▸ **WORK INSTRUCTIONS**: Set down every record exactly as it appears.

▸ **THE DATA**:
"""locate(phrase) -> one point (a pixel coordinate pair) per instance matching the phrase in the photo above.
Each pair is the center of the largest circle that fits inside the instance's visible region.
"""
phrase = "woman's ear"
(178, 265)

▸ **SOLUTION TO THE PROBLEM**:
"""locate(phrase) -> one point (a pixel coordinate pair) per instance matching the phrase in the photo above.
Each pair is the center of the largest circle that fits inside the instance's visible region.
"""
phrase = "woman's ear"
(178, 265)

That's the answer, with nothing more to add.